**Document extract**:

——————

# my frankie boy



## frankie (Mar 6, 2008)

hi 

frankie is now 27 weeks.i have new photos of him.hope you like them

thanks.


----------



## Alvar's Mom (Mar 5, 2007)

Awwww :wub:


----------



## IzzysBellasMom (Jan 16, 2013)

Very prince like...handsome little man.


----------



## mdbflorida (Feb 28, 2013)

Regal


----------



## Furbabies mom (Jul 25, 2011)

Aww Frankie, you are irresistible!!!! I love Yorkies!!!


----------



## MalteseJane (Nov 21, 2004)

:wub::wub:


----------



## sherry (Jan 4, 2013)

Frankie's a doll!


Sent from Petguide.com Free App


----------



## CathyJoy (Mar 27, 2013)

He is soooooo cute! I bet he melts everyone's hearts!!


----------



## dntdelay (May 27, 2011)

Frankie you are a cutie!!! :wub::wub:


----------



## Snuggle's Mom (Jan 3, 2008)

Absolutely precious!!! Love Yokies and have had a few too.


----------



## Rin (Feb 6, 2013)

Frankie is adorably precious
Yorkie was my second pick if I wouldn't have gotten LaCie (maltese)


----------



## socalyte (Nov 15, 2010)

He is so cute! what an adorable little guy! I'm amazed that at 27 weeks you could get him still enough to take such wonderful photos!


----------



## frankie (Mar 6, 2008)

thank you so much everyone.


----------



## Grace'sMom (Feb 22, 2012)

He looks so big!! But very handsome


----------



## Zoe's Mom88 (Apr 25, 2011)

Frankie is so cute! :wub:


----------

——————

**Recorded information**:
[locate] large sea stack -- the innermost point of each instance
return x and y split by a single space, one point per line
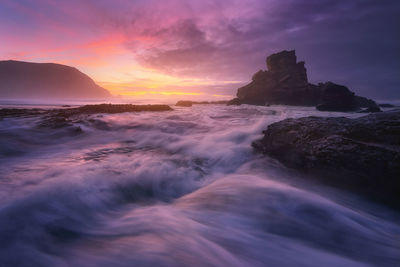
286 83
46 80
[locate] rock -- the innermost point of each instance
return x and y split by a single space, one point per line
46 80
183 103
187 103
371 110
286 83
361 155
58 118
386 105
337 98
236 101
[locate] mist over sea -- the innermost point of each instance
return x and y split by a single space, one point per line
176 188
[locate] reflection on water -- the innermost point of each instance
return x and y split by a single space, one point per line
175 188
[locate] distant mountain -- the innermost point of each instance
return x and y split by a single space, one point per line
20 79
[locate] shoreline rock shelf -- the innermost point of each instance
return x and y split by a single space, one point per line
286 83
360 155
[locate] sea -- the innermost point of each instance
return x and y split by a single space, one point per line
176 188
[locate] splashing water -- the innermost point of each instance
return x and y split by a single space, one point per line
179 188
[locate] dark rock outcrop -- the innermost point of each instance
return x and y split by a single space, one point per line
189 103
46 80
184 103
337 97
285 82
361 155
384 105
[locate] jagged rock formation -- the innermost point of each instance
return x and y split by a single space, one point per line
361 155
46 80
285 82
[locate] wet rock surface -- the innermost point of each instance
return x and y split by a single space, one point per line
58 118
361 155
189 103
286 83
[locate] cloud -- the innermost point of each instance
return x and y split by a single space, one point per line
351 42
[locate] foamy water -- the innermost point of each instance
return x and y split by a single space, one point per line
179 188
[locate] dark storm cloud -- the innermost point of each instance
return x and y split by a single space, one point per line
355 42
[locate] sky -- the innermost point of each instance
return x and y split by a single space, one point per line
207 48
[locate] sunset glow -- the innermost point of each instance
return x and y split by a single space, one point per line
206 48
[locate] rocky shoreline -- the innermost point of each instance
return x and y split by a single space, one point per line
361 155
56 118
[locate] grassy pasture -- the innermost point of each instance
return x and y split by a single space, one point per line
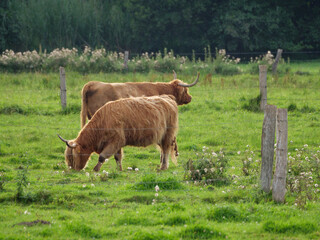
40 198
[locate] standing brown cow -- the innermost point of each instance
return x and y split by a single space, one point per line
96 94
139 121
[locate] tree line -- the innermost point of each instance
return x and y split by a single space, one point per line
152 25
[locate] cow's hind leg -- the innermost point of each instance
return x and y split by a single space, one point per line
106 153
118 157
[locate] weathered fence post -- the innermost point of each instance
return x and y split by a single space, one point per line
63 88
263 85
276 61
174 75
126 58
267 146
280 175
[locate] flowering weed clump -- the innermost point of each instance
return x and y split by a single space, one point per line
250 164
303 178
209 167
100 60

——————

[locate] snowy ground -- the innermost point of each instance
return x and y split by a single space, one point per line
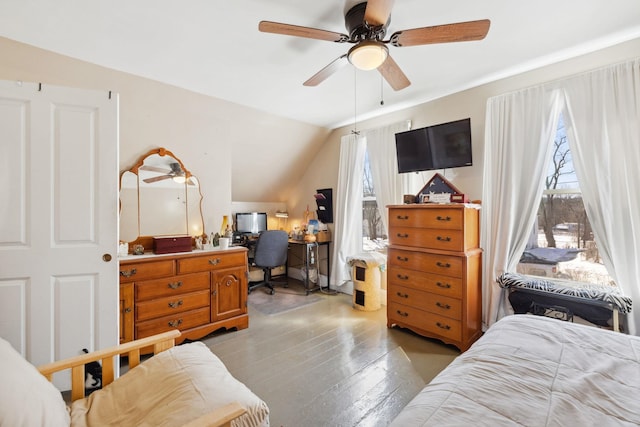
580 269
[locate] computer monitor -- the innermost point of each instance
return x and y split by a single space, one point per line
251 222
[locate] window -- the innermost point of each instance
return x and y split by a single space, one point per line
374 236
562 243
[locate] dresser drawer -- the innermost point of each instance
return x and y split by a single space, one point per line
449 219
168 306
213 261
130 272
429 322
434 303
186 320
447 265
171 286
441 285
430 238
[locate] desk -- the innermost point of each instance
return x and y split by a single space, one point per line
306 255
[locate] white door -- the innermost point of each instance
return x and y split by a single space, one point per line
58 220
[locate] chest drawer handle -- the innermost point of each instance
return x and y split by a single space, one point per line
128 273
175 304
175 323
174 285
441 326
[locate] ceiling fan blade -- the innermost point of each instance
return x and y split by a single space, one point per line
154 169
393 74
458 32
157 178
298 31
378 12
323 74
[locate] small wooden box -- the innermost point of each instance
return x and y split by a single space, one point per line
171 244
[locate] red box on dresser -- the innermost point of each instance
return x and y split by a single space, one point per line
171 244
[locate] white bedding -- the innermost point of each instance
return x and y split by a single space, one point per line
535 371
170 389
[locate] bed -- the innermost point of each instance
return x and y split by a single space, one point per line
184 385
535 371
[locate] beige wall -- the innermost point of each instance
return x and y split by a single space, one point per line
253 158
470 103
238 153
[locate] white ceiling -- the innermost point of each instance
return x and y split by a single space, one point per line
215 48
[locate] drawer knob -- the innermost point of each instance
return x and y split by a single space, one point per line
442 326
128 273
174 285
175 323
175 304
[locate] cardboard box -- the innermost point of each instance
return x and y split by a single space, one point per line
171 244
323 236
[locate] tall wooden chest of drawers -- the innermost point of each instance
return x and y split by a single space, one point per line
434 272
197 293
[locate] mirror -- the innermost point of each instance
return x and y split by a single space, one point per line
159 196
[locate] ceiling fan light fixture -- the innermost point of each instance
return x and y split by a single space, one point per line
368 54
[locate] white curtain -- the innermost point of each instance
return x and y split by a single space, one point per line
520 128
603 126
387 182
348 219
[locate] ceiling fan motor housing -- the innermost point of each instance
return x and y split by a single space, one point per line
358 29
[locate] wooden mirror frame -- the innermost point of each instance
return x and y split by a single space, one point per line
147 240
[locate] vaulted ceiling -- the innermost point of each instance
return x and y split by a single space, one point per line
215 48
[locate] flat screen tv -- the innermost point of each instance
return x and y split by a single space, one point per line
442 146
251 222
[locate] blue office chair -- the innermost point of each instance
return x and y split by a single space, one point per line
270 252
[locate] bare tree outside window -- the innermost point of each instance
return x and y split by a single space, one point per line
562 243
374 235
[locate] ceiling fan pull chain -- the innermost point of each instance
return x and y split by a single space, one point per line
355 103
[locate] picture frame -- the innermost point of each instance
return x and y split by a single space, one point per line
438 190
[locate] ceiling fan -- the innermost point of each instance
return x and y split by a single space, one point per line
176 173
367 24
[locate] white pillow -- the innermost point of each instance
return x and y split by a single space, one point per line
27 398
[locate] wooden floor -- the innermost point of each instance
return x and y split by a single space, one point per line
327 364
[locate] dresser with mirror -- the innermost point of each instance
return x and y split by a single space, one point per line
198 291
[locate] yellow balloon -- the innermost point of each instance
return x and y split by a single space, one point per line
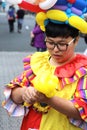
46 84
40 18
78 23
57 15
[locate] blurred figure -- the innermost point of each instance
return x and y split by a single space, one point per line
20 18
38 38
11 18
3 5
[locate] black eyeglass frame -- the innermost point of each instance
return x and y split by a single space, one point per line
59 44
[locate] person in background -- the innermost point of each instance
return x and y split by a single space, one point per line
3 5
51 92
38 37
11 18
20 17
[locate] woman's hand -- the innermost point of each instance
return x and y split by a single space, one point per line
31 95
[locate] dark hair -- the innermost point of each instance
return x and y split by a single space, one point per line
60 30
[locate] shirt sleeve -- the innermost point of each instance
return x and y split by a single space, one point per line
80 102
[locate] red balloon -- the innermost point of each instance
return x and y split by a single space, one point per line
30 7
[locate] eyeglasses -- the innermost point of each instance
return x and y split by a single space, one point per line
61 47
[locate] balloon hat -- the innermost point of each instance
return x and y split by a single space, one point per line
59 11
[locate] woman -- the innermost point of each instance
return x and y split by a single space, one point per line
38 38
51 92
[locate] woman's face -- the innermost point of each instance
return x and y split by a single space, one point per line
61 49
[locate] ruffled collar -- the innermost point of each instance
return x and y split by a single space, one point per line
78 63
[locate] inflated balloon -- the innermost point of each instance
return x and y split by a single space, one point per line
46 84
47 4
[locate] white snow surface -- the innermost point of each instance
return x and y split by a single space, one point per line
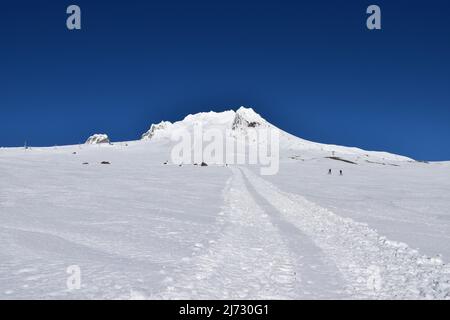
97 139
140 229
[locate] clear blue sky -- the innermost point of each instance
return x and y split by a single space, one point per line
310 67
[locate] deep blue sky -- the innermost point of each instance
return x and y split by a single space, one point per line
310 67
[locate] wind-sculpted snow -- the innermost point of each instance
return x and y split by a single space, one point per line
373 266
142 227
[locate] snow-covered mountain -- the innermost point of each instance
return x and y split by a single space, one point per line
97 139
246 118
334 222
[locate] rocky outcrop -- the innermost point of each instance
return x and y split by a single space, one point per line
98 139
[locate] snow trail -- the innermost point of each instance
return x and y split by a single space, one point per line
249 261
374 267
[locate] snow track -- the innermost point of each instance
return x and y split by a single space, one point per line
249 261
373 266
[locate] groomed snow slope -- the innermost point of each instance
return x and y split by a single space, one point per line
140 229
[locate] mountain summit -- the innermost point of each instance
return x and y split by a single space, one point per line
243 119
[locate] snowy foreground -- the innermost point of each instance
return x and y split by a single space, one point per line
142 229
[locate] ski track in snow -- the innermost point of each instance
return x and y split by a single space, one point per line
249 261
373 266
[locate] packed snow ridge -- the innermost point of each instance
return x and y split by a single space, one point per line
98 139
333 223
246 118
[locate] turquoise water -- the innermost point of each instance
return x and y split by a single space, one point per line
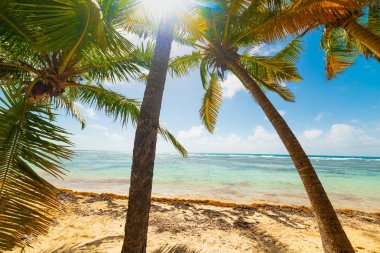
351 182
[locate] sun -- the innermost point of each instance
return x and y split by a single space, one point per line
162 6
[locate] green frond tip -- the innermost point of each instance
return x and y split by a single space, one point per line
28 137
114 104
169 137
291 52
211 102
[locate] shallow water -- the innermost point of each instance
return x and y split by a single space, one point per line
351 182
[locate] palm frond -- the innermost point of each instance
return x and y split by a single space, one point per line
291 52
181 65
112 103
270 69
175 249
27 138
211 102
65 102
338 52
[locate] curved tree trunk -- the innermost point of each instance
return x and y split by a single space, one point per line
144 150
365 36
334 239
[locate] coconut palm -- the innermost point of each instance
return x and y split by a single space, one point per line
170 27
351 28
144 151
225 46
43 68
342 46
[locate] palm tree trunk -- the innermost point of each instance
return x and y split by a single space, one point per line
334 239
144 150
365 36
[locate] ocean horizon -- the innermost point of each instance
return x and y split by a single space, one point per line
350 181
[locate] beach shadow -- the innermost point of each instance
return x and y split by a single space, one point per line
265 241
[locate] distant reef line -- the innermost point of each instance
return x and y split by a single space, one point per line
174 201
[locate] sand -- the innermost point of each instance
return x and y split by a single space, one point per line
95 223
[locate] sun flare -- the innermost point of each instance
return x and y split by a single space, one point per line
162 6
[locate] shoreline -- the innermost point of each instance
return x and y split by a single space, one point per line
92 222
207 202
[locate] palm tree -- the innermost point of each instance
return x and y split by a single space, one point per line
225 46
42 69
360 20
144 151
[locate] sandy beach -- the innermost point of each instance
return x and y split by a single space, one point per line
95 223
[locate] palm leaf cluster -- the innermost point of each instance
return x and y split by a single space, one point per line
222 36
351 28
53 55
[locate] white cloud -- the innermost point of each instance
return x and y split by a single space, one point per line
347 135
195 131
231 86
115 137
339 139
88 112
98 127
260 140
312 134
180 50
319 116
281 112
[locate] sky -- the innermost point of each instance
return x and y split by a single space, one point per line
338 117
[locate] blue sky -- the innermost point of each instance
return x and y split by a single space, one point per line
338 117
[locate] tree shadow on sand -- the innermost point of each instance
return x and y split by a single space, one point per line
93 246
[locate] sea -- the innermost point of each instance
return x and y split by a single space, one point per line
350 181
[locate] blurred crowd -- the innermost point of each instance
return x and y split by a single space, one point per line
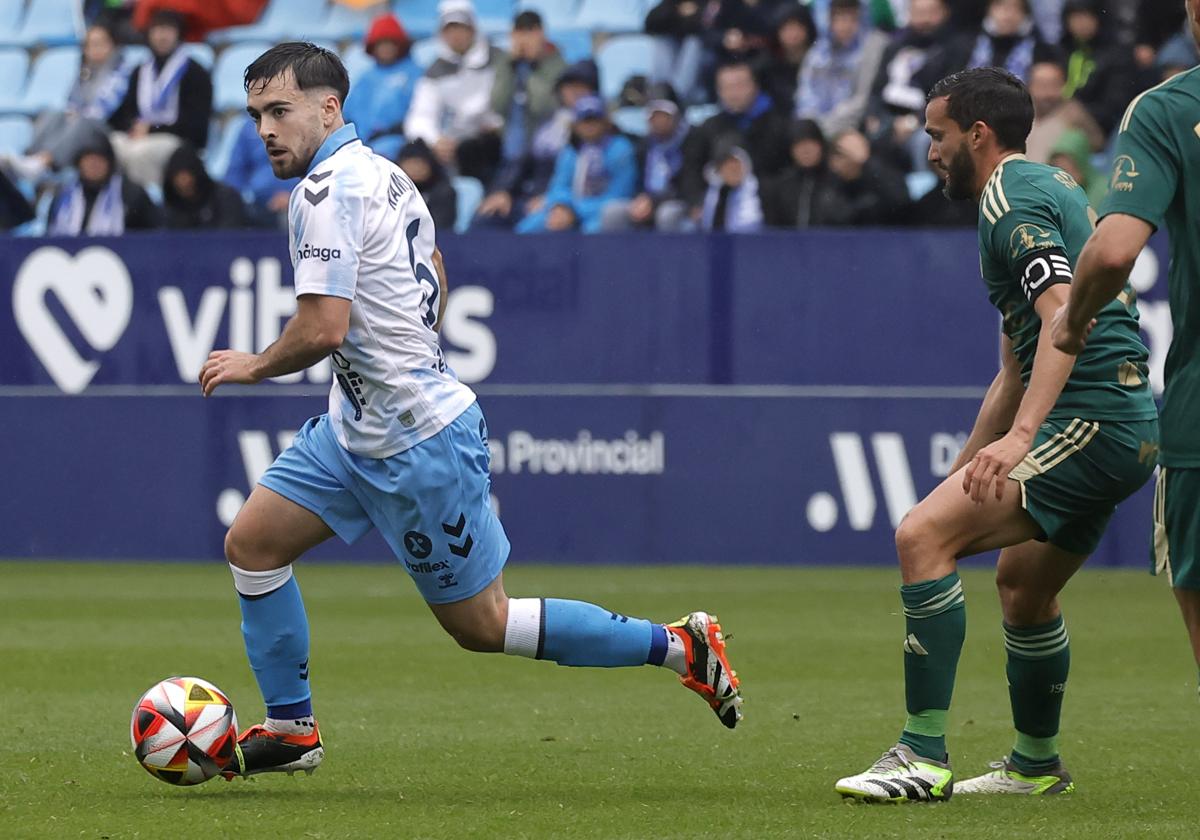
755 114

——————

**Exercise**:
Please check the forum thread about Frankie above: how old does its first post say Frankie is?

**Full answer**:
27 weeks.